The Pat Evans Classroom

“It was the faces of the children which haunted me,” says Jackie Sedlak, Ben Rhydding teacher and mum. “There wasn’t room in the village school and these little ones could only look through the window as lessons began. My husband Vic and I felt stung into action.”

Not Wharfedale, West Africa, but the encounter sparked the latest charitable campaign of the team behind Pat’s Party, the one day Ben Rhydding family music festival that’s been running in the valley for 14 years.

It was in 2016 when the Sedlaks were visiting friends in The Gambia, that they met the children of the Kenali Nursery School. After twenty years teaching at Ben Rhydding Primary school, Jackie was newly-retired, but had been invited into the school to have a look round and do some teaching herself. It was then that she noticed the faces at the window.

### DATA EXTRACT:
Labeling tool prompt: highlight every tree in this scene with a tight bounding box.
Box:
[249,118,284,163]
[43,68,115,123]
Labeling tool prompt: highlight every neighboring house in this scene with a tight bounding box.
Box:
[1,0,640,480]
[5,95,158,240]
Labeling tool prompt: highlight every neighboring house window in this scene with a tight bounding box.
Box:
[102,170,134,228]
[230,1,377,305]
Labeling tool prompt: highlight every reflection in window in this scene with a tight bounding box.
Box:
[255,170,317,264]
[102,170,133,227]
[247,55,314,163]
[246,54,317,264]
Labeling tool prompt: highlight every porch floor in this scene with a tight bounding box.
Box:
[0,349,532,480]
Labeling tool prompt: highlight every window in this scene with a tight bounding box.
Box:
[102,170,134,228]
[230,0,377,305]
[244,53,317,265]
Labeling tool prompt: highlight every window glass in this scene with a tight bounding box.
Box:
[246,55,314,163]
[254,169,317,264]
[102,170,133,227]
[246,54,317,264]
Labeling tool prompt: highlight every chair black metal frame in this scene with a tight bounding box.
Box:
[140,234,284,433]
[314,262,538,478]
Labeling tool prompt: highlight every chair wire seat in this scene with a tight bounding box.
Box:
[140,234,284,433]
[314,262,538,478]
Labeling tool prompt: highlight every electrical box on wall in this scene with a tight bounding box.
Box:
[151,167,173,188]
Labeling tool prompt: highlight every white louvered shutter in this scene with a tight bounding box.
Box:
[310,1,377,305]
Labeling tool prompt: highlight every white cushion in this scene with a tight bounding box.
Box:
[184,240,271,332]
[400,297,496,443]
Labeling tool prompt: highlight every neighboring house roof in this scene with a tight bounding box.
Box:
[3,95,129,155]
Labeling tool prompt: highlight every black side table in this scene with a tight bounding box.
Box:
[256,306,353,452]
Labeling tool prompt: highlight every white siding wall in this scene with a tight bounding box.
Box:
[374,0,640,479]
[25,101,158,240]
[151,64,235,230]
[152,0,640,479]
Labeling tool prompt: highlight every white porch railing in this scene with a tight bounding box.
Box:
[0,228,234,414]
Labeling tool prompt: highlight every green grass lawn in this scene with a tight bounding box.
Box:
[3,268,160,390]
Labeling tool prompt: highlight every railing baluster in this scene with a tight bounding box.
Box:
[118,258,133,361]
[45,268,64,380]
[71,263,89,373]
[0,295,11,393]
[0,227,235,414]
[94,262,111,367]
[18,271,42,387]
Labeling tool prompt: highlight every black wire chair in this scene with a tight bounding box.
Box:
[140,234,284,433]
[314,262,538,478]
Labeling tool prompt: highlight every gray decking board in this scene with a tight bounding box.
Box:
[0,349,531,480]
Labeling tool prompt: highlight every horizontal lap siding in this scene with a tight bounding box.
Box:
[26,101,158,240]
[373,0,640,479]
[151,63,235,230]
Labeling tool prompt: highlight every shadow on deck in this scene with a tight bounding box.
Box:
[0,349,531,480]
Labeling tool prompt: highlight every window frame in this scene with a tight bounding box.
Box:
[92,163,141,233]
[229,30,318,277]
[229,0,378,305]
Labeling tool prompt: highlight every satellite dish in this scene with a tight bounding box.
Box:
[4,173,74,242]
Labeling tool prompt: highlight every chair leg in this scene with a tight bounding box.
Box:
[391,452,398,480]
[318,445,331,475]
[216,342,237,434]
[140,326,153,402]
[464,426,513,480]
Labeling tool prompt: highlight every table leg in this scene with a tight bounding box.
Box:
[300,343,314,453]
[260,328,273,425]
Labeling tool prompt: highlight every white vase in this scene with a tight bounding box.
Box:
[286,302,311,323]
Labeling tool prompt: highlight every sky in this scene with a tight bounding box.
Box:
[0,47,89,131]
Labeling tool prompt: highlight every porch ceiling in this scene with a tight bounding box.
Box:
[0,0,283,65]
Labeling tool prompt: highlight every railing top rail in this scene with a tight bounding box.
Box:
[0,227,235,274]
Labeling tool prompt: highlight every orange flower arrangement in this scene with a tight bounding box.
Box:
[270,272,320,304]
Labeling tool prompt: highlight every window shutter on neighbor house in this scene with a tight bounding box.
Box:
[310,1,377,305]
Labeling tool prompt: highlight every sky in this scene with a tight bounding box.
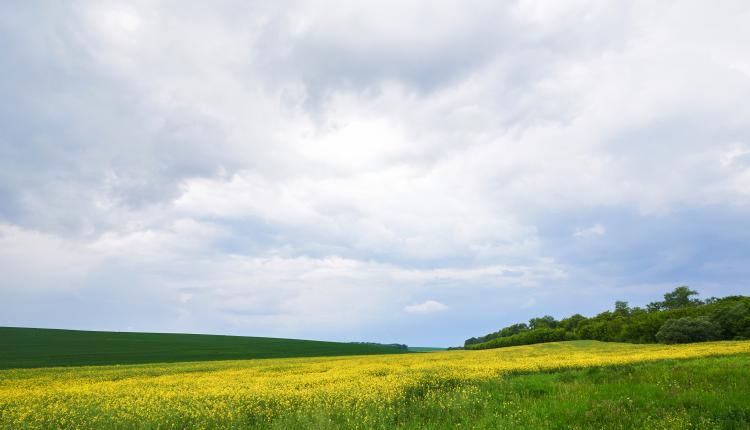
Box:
[0,0,750,346]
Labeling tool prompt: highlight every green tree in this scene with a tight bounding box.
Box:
[656,316,721,343]
[615,300,630,317]
[662,285,702,309]
[529,315,557,330]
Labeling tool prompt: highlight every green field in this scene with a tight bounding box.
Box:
[0,341,750,430]
[278,354,750,430]
[0,327,404,369]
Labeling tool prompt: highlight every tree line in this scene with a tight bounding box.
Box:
[464,286,750,349]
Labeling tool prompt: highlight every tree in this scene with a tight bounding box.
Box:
[615,300,630,317]
[656,316,721,343]
[662,285,702,309]
[529,315,557,330]
[711,303,750,339]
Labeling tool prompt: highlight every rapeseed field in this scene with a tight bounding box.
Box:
[0,341,750,429]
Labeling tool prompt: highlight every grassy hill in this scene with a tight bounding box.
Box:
[0,327,405,369]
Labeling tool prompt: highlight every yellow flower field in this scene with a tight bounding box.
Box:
[0,341,750,428]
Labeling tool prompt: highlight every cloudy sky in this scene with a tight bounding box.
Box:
[0,0,750,346]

### TASK A:
In the Pat Evans Classroom article, how many years has Pat's Party been running in the valley?
### TASK B:
Write out the Pat Evans Classroom article word for word from "The Pat Evans" to "for 14 years.".
### TASK C:
Extend the Pat Evans Classroom article, starting right after its final sentence.
The entries have no connection to the Pat Evans Classroom article.

### EXERCISE RESPONSE A:
14 years.

### EXERCISE RESPONSE B:
The Pat Evans Classroom

“It was the faces of the children which haunted me,” says Jackie Sedlak, Ben Rhydding teacher and mum. “There wasn’t room in the village school and these little ones could only look through the window as lessons began. My husband Vic and I felt stung into action.”

Not Wharfedale, West Africa, but the encounter sparked the latest charitable campaign of the team behind Pat’s Party, the one day Ben Rhydding family music festival that’s been running in the valley for 14 years.

### EXERCISE RESPONSE C:
“Looking at those children, desperate to learn, but excluded because there just wasn’t the room, touched a chord. When we returned to Yorkshire and told our friends, they agreed we should support Kenali as well as Save the Children, our main beneficiary”.

Thanks to the generosity of the Wharfedale community over £5000 has been donated to the Gambia school, where a new classroom was desperately needed. This month, the campaign bore fruit, and the new classroom was opened. A further £1500 a year has been pledged to fund teaching and uniforms.

“It hasn’t all been plain sailing,” said Vic, “First, there was a problem securing the land, then the cement ran out, and bad weather delayed things as well. Thanks to huge public support for the Pat’s Party events (the music day in July and the Bonfire in November) we could finance all this as well as continuing our support for Save the Children - which was the charity Pat’s Party had been set up to help.”

Save the Children will always be a beneficiary of the event, and has received around £100,000 to date. Pat Evans chose Save the Children because they supported children wherever they were in

whatever the circumstances - emergency and disaster situations, as well as in development projects.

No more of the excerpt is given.